■ Supplied passage:
The artist Mark Dion stood in the hallway of a three-story house in Troy Hill in Pittsburgh recently, ruminating on what was about to become a unique home for his wildly unusual array of creations.

From 1956 through 2018, the modest house in a working-class neighborhood belonged to the Christopher family. But after the matriarch, Margaret Christopher, died in 2017, it was offered by her two sons to Evan Mirapaul, a philanthropic art collector and local resident.

Over the past two years, the house was gutted, rebuilt and meticulously transformed into a permanent installation to showcase Dion’s work, which opens to the public on Saturday.

It combines the Massachusetts native’s fascination with obsessive collecting, ordering and the preservation of things, with questions over how natural history is understood in the Western world.

Mrs. Christopher’s House is the fourth art house in the Troy Hill Art Houses series, a project led by Mirapaul, 65, whose inspiration, he said, came from a trip he took in 2007 when he visited repurposed homes on the island of Naoshima in Japan.

Dion, 63, is no stranger to fleeting art exhibitions. Over the past 30 years he has produced a glow-in-the-dark pack-rat skeleton sculpture for the La Brea Tar Pits & Museum in Los Angeles; bears in caves in the remote Norwegian mountainside; and an enormous fish fountain in the coastal town of Stavoren, the Netherlands.

(Stored data)

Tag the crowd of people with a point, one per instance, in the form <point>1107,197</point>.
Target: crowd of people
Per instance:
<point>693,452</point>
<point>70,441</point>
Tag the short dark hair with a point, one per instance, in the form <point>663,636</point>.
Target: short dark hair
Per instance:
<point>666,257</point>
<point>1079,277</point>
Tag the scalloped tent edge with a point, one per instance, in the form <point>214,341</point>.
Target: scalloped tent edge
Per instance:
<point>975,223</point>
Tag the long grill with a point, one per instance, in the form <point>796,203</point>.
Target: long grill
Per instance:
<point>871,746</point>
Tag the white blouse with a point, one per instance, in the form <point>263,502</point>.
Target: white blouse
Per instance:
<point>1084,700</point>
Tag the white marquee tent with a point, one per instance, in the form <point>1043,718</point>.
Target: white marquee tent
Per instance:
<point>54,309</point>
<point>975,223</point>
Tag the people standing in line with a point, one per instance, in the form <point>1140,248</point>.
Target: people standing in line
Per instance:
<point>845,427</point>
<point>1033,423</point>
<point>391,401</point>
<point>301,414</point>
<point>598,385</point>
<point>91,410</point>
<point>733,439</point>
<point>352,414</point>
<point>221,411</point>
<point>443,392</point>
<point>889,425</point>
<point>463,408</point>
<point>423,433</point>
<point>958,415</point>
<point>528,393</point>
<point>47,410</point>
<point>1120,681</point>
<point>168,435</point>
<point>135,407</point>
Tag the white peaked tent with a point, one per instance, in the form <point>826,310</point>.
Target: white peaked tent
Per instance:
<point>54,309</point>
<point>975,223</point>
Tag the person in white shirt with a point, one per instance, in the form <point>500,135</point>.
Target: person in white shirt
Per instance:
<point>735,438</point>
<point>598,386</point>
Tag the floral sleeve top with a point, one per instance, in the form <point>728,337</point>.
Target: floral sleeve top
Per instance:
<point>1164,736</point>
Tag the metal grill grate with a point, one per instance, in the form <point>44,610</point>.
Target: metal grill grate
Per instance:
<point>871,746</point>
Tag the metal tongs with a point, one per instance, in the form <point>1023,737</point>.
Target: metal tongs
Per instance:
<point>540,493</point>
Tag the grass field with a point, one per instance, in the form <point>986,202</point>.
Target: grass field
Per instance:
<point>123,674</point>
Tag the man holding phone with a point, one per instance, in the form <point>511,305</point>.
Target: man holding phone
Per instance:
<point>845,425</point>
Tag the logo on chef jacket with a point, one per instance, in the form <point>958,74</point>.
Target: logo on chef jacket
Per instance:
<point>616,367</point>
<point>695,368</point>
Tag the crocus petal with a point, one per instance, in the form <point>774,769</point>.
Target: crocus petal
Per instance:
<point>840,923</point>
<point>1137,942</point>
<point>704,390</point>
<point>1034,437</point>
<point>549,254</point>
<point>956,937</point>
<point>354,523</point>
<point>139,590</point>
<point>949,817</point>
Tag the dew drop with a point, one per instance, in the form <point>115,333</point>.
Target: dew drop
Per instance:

■ Problem 1: According to the passage on Mrs. Christopher's House, what works has Dion produced over the past 30 years? Give each one with its location.
■ Problem 2:
Answer these from the passage on Mrs. Christopher's House:
(a) During which years did the house belong to the Christopher family?
(b) Where did Mirapaul see the repurposed homes that inspired the project?
(c) How old is Dion?

■ Exercise response 1:
- A glow-in-the-dark pack-rat skeleton sculpture for the La Brea Tar Pits & Museum in Los Angeles
- Bears in caves in the remote Norwegian mountainside
- An enormous fish fountain in the coastal town of Stavoren, the Netherlands

■ Exercise response 2:
(a) From 1956 through 2018.
(b) On the island of Naoshima in Japan.
(c) He is 63.